• _Directive 1_
Report each line of the rows below that contains the word "slope".

— BEGIN Source document —

II. THE ALLEGATIONS OF THE PETITION
Petitioner states a single ground for relief: that trial counsel Christopher Hayden-Meyer rendered ineffective assistance of counsel, in violation of the Sixth Amendment, in relation to petitioner's guilty plea. Specifically, petitioner alleges that counsel failed to advise him that he faced the predicament in which he now finds himself: adjudicated removable as the result of his plea. In the first of two declarations attached to the Amended Petition to Vacate Judgment, petitioner states as follows:
I was represented by attorney Christopher Haydn-Meyer of Roseville. I entered a negotiated guilty plea on December 9, 2010. During the guilty plea, Mr. Haydn-Meyer stated in open court that any attempt for citizenship would be denied, and that I would be deported. It was stipulated during the guilty plea that the loss amount was over $13, 000. I knew that this number was not correct, however, I had no reason to argue about it because I did not know that the loss amount made any difference in the immigration consequences.
Based on prior discussions with Mr. Haydn-Meyer, I did not expect to be deported despite what was said in open court. I believed that my political asylum status would prevent deportation or removal. I did not expect to be deported. Since my father was killed for political reasons in Burundi, and I was almost killed there in 1995, I did not believe that the United States government would return me to Burundi. Deportation would mean a death sentence for me. I would not have pled guilty if I thought that there was any chance of deportation.
At the time of the guilty plea it was not explained to me that the consequences of conviction would be much less if the loss amount were stipulated at less than $10, 000. Had I insisted on going to trial, I am confident that the loss amount would have been less than $10, 000, and probably less than $2, 000, because of my lack of knowledge and intent and lack of involvement in the United Airlines transactions.
ECF No. 140-1 at 1, 2.
In his supplemental declaration, petitioner provides additional facts:
I was transported in custody for an appearance before Judge Shubb on December 9, 2010. As I was waiting in the holding cell, Mr. Haydn-Meyer came to visit me. He advised me of the plea offer of guilty to count one, with count two dismissed.
The case was called at 11:00 a.m. The attorneys said that there was a plea agreement. The judge instructed them to prepare the agreement in writing, and return at 2:00 p.m.
Mr. Haydn-Meyer spoke to me again at about 1:40 p.m. At that time we discussed the immigration consequences. I stated that I could not face deportation to Burundi because it would be a death sentence. He assured me that defendants with political asylum status would never be deported. He showed me the portion of the written plea agreement that indicated that there could be immigration consequences, but he said I was protected by my political asylum status.

— END Source document —

• _Directive 2_
In the petition excerpt above, why did the petitioner not dispute the loss amount stipulated during his guilty plea, even though he knew it was incorrect? Answer in one to three sentences.

— BEGIN Exercise inputs —

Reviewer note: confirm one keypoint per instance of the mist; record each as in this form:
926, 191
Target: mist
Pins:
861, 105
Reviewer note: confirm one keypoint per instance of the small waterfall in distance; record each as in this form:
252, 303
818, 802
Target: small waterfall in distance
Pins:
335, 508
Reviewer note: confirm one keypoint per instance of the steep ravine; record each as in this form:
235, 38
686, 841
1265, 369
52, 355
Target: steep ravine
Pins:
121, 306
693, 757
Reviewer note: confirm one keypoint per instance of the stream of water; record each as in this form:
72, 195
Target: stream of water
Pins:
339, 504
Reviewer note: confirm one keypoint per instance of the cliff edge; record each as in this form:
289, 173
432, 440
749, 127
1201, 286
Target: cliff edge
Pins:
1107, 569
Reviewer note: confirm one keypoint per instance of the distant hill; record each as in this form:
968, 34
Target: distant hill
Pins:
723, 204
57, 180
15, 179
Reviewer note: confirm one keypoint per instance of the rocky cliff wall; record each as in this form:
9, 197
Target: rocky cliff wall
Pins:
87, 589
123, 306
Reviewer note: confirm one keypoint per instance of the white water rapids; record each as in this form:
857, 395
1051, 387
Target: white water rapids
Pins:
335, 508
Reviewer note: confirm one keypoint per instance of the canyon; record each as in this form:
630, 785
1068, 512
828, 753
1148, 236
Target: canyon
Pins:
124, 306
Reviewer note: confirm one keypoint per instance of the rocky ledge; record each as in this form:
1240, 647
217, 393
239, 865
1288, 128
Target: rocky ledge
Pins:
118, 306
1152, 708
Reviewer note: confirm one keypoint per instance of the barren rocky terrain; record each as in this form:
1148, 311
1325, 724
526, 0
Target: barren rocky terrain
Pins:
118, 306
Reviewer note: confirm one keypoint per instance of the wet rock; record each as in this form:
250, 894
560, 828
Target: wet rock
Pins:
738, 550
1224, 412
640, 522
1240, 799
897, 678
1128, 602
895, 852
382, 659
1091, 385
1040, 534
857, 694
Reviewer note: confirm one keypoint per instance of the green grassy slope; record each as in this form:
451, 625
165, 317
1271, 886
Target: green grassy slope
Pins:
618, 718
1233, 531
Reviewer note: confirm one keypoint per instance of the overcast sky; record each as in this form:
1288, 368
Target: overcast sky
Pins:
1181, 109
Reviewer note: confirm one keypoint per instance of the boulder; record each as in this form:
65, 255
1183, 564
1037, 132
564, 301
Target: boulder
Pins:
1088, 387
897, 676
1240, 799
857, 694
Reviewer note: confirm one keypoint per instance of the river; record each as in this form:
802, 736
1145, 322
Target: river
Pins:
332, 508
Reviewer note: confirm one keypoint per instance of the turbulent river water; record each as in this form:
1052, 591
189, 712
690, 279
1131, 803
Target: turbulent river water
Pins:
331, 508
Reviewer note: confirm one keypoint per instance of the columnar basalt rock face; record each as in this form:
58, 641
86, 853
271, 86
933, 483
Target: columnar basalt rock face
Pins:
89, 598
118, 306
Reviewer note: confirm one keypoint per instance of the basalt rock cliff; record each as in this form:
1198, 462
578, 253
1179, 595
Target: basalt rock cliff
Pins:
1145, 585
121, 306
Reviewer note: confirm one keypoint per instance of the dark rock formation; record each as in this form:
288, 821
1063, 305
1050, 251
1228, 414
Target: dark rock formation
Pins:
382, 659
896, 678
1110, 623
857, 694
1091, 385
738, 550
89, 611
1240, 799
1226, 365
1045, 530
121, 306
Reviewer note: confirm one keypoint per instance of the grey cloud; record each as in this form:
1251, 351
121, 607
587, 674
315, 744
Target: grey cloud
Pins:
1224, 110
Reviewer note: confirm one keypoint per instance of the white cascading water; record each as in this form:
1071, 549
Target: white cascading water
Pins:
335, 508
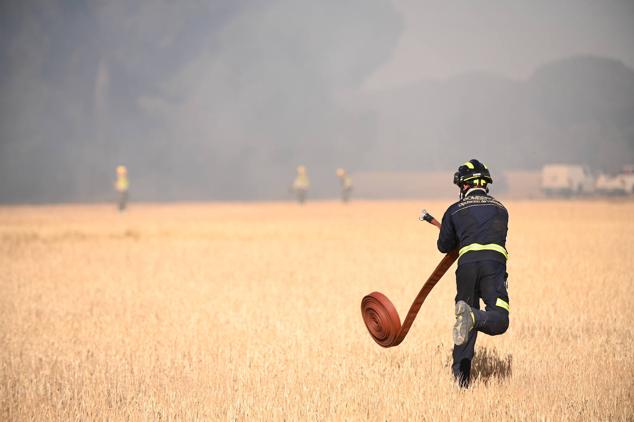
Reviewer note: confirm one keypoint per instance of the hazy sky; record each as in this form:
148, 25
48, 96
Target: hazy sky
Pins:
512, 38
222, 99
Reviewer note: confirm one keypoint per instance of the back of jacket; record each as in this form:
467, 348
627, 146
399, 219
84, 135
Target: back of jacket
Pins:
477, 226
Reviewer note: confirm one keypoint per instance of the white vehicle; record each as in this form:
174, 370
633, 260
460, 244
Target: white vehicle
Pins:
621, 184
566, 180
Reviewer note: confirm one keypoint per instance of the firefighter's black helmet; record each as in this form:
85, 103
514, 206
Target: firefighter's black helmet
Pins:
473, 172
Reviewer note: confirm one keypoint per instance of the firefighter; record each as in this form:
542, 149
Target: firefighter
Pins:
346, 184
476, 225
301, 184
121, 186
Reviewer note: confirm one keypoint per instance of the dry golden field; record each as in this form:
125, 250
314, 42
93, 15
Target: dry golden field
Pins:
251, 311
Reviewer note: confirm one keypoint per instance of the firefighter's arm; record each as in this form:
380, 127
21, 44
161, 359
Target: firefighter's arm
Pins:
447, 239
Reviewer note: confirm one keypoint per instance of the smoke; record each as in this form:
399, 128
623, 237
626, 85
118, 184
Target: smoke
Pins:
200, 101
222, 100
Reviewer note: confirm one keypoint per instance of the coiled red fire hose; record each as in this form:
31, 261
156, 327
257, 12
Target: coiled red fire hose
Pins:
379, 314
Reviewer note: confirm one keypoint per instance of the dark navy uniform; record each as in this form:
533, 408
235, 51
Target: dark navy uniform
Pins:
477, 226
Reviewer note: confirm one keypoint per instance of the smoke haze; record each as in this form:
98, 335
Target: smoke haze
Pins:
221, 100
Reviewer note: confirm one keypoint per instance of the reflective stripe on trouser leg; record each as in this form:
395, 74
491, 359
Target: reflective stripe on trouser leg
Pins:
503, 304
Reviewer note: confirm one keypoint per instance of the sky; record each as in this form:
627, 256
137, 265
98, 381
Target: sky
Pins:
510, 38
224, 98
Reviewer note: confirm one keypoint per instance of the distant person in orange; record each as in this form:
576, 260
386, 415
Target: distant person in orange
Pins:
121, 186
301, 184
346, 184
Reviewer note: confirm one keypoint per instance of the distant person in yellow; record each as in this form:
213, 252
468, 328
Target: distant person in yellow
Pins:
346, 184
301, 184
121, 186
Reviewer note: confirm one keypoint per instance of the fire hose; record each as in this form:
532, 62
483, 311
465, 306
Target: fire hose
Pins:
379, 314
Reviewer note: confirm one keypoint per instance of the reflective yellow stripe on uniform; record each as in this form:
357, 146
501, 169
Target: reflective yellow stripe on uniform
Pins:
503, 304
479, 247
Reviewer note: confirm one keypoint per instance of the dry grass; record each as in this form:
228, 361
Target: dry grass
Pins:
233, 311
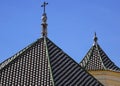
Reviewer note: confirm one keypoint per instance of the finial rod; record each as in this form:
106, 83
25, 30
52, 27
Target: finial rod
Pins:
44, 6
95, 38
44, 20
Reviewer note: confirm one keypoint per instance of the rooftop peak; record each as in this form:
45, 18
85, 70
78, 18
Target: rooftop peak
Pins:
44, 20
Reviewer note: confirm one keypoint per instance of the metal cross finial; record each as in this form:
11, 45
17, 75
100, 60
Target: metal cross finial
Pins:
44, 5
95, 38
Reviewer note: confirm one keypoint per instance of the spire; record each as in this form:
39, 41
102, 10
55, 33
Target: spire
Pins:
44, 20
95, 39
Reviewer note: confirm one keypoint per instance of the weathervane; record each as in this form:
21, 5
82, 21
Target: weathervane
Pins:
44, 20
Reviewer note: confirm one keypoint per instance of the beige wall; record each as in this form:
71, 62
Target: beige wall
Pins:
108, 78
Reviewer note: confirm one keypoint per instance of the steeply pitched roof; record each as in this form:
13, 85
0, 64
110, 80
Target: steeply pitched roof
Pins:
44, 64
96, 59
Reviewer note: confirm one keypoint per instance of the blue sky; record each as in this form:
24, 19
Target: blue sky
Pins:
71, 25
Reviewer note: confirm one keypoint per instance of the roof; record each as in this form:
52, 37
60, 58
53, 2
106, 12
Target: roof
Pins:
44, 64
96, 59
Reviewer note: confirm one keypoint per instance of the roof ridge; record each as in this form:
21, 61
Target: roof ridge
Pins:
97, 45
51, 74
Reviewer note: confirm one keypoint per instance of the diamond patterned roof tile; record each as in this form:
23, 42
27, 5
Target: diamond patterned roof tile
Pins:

— END Exercise inputs —

• _Task response 1_
Reviewer note: confirm one keypoint per instance of the green grassy slope; record each as in this form:
Target: green grassy slope

• _Task response 2_
He did not know that the loss amount made any difference in the immigration consequences. He therefore saw no reason to argue about it.